Takumi (Hitoshi Omika) und seine Tochter Hana (Ryo Nishikawa) leben nahe Tokio im Dorf Mizubiki ein Leben im Einklang mit der Natur. Foto: dpa

Ryusuke Hamaguchi hat zuletzt das Oscar-prämierte Werk „Drive my Car“ ins Kino gebracht. „Evil does not exist“ wirkt unscheinbarer, entfaltet aber ungeahnte Sprengkraft.

Höflichkeit und Zurückhaltung gelten als typisch japanische Tugenden. Diese legen auch die Figuren in Ryusuke Hamaguchis bedrohlich stillem Ökothriller „Evil Does not Exist“ an den Tag. Schon der Titel lässt sich als stoisch pazifistische Beschwörungsformel deuten, Menschen bloß nichts Übles zu unterstellen. Dabei hat eine Event-Agentur schlimme Pläne für ein alpin gelegenes Dorf in der Peripherie Tokios, das Hamaguchi in den ersten Minuten seines Films schwelgerisch anhand einer beeindruckend komponierten Geräuschkulisse als Naturparadies in Szene setzt. Um sich am Erholungsbedürfnis gestresster Großstädter zu bereichern, entwickelt die Firma ein sogenanntes Glamping-Konzept für ein Waldareal nahe dem Dorf, das den Glamour und Luxus gehobener Touristik mit der Ursprünglichkeit des Campings verbindet. Dem naturverbundenen Witwer Takumi (Hitoshi Omika) und den anderen Dorfbewohnern gehen die Pläne gegen den Strich, als bei der Projektvorstellung herauskommt, dass die Glamping-Anlage die örtliche Wasserversorgung verseuchen wird. Trotzdem kommt es nicht zur offen aggressiven Konfrontation zwischen Firmenbotschaftern und der Dorfgemeinschaft. Die beiden Repräsentanten der Firma erkennen in Takumi die Schlüsselfigur, um die anderen für das Glamping zu gewinnen. Zwischen den dreien entsteht fast eine Art Freundschaft, bis Takumis Tochter Hana (Ryu Nishikawa) verschwindet.

= BEREITGESTELLTES MATERIAL =
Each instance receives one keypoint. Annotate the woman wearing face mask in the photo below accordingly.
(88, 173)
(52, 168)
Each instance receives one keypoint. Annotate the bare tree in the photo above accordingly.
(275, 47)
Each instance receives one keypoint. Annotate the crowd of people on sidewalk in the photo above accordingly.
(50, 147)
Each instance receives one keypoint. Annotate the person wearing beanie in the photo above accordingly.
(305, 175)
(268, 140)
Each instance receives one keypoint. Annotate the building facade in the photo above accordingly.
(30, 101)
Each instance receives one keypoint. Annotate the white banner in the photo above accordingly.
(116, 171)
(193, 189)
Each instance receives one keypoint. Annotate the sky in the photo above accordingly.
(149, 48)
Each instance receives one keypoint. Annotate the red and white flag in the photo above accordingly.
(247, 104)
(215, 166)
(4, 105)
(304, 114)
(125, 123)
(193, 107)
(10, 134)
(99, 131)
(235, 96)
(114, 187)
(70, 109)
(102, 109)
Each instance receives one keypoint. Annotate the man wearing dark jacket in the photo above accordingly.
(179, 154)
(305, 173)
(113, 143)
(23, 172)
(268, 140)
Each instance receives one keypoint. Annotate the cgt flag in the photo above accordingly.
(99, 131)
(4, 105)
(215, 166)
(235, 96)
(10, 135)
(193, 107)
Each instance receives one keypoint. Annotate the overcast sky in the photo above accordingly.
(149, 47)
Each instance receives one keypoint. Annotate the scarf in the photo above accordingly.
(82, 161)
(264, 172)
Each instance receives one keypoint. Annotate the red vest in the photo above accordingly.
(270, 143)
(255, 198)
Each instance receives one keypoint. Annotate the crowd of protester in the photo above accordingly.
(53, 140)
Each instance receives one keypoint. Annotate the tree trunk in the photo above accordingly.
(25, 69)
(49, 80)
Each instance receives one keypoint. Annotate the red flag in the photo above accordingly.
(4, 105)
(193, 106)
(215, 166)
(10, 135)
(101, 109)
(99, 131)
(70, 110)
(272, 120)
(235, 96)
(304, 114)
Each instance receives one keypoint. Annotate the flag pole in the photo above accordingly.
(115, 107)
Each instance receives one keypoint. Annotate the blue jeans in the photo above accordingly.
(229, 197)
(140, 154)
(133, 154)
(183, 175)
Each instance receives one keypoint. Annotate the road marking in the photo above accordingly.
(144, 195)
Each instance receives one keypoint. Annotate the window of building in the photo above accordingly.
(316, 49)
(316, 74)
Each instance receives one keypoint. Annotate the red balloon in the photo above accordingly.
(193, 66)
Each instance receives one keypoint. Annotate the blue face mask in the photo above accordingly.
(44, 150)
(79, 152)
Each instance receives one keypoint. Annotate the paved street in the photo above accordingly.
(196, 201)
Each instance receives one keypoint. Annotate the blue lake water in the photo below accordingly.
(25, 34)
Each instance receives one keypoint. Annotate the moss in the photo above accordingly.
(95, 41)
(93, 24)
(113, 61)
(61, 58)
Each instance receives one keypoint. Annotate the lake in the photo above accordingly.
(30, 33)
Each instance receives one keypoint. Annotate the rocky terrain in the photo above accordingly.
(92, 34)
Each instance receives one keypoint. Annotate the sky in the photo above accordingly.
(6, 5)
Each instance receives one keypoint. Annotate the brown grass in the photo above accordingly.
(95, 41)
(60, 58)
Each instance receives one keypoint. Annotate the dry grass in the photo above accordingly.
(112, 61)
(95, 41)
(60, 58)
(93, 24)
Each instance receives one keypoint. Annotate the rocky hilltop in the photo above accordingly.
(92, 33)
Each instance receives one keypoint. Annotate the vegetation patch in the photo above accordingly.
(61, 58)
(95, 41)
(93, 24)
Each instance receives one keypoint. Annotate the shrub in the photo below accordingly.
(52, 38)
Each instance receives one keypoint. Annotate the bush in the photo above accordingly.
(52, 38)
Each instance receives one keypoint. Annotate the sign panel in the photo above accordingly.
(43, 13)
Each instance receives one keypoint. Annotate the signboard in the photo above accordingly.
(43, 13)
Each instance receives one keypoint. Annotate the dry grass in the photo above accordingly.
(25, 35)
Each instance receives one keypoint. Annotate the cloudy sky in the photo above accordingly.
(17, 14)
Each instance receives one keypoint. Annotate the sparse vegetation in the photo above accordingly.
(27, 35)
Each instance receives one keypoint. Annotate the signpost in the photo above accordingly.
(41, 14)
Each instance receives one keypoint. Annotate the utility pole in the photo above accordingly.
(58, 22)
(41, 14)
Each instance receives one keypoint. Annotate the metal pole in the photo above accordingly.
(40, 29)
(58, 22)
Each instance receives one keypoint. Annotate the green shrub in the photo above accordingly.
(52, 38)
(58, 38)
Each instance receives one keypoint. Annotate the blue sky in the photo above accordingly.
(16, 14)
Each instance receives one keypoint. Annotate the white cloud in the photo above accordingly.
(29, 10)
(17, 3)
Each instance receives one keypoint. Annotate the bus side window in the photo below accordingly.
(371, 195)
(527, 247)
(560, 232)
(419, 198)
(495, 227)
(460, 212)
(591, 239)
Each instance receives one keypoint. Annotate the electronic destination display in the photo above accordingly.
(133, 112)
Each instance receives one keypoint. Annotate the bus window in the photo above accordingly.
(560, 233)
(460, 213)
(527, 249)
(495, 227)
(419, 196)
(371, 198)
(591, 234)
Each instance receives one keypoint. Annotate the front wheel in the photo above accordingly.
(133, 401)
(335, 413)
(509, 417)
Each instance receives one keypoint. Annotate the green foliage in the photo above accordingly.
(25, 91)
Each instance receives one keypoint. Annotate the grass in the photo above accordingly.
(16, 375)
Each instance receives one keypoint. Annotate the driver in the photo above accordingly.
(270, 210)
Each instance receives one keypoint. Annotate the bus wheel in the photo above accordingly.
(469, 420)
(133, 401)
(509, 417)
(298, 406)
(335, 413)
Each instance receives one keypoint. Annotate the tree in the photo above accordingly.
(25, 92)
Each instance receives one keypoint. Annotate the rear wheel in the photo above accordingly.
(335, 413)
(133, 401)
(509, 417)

= AUFGABEN =
1) Stimmen die folgenden Aussagen mit der Filmkritik überein? Antworte jeweils mit Ja oder Nein und zitiere die entscheidenden Worte wörtlich. (a) Takumi ist Witwer. (b) Zwischen den Firmenbotschaftern und der Dorfgemeinschaft kommt es zu einer offen aggressiven Konfrontation. (c) Die Firma entwickelt ein Glamping-Konzept für ein Waldareal nahe dem Dorf.
2) Gib aus der Filmkritik den Abschnitt von „Ryusuke Hamaguchi hat“ bis einschließlich „aber ungeahnte Sprengkraft.“ wortgetreu wieder.
3) Welches Werk hat Ryusuke Hamaguchi laut der Filmkritik zuletzt ins Kino gebracht?

= LÖSUNGEN =
1)
(a) Ja: „Dem naturverbundenen Witwer Takumi (Hitoshi Omika)“
(b) Nein: „Trotzdem kommt es nicht zur offen aggressiven Konfrontation zwischen Firmenbotschaftern und der Dorfgemeinschaft.“
(c) Ja: „entwickelt die Firma ein sogenanntes Glamping-Konzept für ein Waldareal nahe dem Dorf“

2)
Ryusuke Hamaguchi hat zuletzt das Oscar-prämierte Werk „Drive my Car“ ins Kino gebracht. „Evil does not exist“ wirkt unscheinbarer, entfaltet aber ungeahnte Sprengkraft.

3) Das Oscar-prämierte Werk „Drive my Car“.